» MATERIAL PROVIDED:
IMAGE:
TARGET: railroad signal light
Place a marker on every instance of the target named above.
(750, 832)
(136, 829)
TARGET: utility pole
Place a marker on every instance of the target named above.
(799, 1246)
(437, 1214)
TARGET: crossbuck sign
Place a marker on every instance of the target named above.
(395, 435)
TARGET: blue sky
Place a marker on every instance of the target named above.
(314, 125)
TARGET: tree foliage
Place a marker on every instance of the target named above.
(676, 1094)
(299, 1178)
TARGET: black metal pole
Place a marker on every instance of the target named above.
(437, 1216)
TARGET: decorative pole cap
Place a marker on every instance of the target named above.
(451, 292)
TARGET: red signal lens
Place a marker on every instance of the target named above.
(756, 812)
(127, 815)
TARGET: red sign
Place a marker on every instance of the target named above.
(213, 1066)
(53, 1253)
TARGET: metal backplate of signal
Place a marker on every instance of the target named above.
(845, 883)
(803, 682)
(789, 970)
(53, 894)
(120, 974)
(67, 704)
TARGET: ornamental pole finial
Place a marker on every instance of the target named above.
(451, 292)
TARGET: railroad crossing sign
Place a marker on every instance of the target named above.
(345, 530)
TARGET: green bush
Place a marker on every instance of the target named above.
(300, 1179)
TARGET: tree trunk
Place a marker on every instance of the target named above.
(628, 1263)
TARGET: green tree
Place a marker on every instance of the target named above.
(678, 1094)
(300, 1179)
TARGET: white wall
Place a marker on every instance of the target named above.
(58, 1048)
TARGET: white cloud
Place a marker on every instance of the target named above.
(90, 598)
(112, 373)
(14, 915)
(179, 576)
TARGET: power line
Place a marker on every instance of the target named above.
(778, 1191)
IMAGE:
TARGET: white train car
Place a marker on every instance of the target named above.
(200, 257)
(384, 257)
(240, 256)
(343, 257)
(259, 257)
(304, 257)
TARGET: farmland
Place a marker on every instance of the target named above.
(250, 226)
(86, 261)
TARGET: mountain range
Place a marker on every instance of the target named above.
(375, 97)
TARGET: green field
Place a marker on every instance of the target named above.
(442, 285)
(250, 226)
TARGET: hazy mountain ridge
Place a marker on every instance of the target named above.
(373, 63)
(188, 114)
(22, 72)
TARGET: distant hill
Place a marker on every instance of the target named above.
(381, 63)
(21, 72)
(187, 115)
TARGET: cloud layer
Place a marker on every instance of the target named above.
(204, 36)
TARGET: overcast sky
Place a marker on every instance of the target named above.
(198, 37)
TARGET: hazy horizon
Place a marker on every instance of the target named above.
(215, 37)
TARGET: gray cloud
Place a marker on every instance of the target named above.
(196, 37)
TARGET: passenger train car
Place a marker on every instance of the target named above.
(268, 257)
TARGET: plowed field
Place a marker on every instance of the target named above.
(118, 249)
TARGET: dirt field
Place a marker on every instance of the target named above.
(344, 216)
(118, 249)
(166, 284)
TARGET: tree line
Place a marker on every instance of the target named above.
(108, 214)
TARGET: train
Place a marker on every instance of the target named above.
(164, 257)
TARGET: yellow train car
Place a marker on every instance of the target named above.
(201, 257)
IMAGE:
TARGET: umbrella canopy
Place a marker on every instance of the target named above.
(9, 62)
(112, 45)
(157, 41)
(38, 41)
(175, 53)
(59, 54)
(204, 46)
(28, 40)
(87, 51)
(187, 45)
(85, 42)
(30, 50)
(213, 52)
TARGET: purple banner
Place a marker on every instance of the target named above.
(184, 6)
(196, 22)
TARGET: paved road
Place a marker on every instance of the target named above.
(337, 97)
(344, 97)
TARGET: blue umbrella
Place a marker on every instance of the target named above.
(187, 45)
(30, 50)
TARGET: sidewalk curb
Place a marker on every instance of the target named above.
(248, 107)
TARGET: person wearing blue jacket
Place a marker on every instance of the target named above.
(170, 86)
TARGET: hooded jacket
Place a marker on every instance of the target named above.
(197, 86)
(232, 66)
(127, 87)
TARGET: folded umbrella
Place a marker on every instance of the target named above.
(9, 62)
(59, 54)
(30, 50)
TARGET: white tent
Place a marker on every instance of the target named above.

» WHAT NEEDS TO BE DONE: Can you give all the rows above as a JSON list of strings, one string per line, with blank lines left out?

» RESULT FOR THIS TASK:
[
  "IMAGE:",
  "TARGET: railroad signal light",
  "Place a marker on every instance of the target named above.",
  "(750, 832)",
  "(136, 829)",
  "TARGET: utility pole",
  "Place a marker on every instance of the target named above.",
  "(799, 1246)",
  "(437, 1214)",
  "TARGET: crossbuck sign",
  "Place a marker on every instance of the target named above.",
  "(395, 435)",
  "TARGET: blue sky",
  "Place a marker on every instance of the target named above.",
  "(314, 125)",
  "TARGET: tree foliage",
  "Place a marker on every instance of the target named above.",
  "(676, 1094)",
  "(299, 1178)",
  "TARGET: black metal pole",
  "Place a marker on every instance of the target named above.",
  "(437, 1216)",
  "TARGET: decorative pole cap",
  "Place a marker on every instance of the target named above.",
  "(451, 292)",
  "TARGET: red signal lens",
  "Place a marker on every instance of the target named above.",
  "(756, 812)",
  "(127, 815)",
  "TARGET: red sign",
  "Place a marker on every instance of the target named above.",
  "(213, 1066)",
  "(53, 1253)",
  "TARGET: metal backplate of signal",
  "Place a marker on every instance of the target named above.",
  "(845, 883)",
  "(803, 682)",
  "(789, 970)",
  "(53, 894)",
  "(120, 974)",
  "(67, 704)",
  "TARGET: ornamental pole finial",
  "Place a marker on every instance of the target named above.",
  "(451, 292)",
  "TARGET: railroad crossing sign",
  "Place a marker on every instance of the target named above.",
  "(345, 530)",
  "TARGET: green bush",
  "Place a marker on every instance of the target named above.",
  "(300, 1179)",
  "TARGET: tree trunk",
  "Place a marker on every instance of the target named above.",
  "(628, 1263)",
  "TARGET: green tree",
  "Place a marker on every instance of the target named above.",
  "(678, 1094)",
  "(300, 1179)",
  "TARGET: white wall",
  "Place a marker on every instance of the target named above.",
  "(58, 1048)",
  "TARGET: white cloud",
  "Place a marker on every instance of the target named above.",
  "(90, 598)",
  "(112, 373)",
  "(14, 915)",
  "(179, 576)",
  "TARGET: power line",
  "Place a marker on every instance of the target named above.",
  "(778, 1191)",
  "IMAGE:",
  "TARGET: white train car",
  "Place a marker on every instance of the target named above.",
  "(200, 257)",
  "(384, 257)",
  "(240, 256)",
  "(343, 257)",
  "(259, 257)",
  "(304, 257)",
  "TARGET: farmland",
  "Place a marker on every instance of the target named above.",
  "(250, 226)",
  "(86, 261)",
  "TARGET: mountain range",
  "Place a marker on every instance of the target named above.",
  "(375, 97)",
  "TARGET: green field",
  "Place a marker on every instance of the target named above.",
  "(442, 285)",
  "(250, 226)",
  "TARGET: hazy mountain ridge",
  "Place a marker on every instance of the target named above.",
  "(373, 63)",
  "(188, 114)",
  "(22, 72)",
  "TARGET: distant hill",
  "Place a marker on every instance of the target named above.",
  "(381, 63)",
  "(21, 72)",
  "(187, 115)",
  "TARGET: cloud layer",
  "Place a marker on every instance of the target named above.",
  "(204, 36)",
  "TARGET: overcast sky",
  "Place a marker on every instance of the target named above.",
  "(198, 37)",
  "TARGET: hazy horizon",
  "Place a marker on every instance of the target named above.",
  "(215, 37)",
  "TARGET: gray cloud",
  "Place a marker on every instance of the target named above.",
  "(196, 37)",
  "TARGET: passenger train car",
  "Place a marker on every instance of the target named above.",
  "(268, 257)",
  "TARGET: plowed field",
  "Place a marker on every instance of the target named above.",
  "(118, 249)",
  "TARGET: dirt field",
  "Place a marker on every instance of the target named above.",
  "(344, 216)",
  "(118, 249)",
  "(166, 284)",
  "TARGET: tree line",
  "Place a marker on every instance of the target named above.",
  "(108, 214)",
  "TARGET: train",
  "Place a marker on every instance of the target named above.",
  "(164, 257)",
  "TARGET: yellow train car",
  "Place a marker on every instance of the target named above.",
  "(201, 257)",
  "IMAGE:",
  "TARGET: umbrella canopy",
  "Place a marker on every instance of the target named above.",
  "(9, 62)",
  "(112, 45)",
  "(157, 41)",
  "(38, 41)",
  "(175, 53)",
  "(59, 54)",
  "(204, 46)",
  "(28, 40)",
  "(87, 51)",
  "(187, 45)",
  "(85, 42)",
  "(30, 50)",
  "(213, 52)",
  "TARGET: purple banner",
  "Place a marker on every instance of the target named above.",
  "(184, 6)",
  "(196, 22)",
  "TARGET: paved road",
  "Place a marker on every instance of the target named above.",
  "(337, 97)",
  "(344, 97)",
  "TARGET: blue umbrella",
  "Place a marker on every instance of the target named above.",
  "(187, 45)",
  "(30, 50)",
  "TARGET: sidewalk curb",
  "Place a marker on every instance of the target named above.",
  "(248, 107)",
  "TARGET: person wearing blue jacket",
  "Place a marker on every instance of the target named above.",
  "(170, 86)",
  "TARGET: hooded jacket",
  "Place a marker on every instance of the target named above.",
  "(197, 86)",
  "(232, 66)",
  "(127, 87)",
  "TARGET: folded umbrella",
  "Place a marker on every instance of the target named above.",
  "(9, 62)",
  "(59, 54)",
  "(30, 50)",
  "TARGET: white tent",
  "Place a marker on every instance of the target named above."
]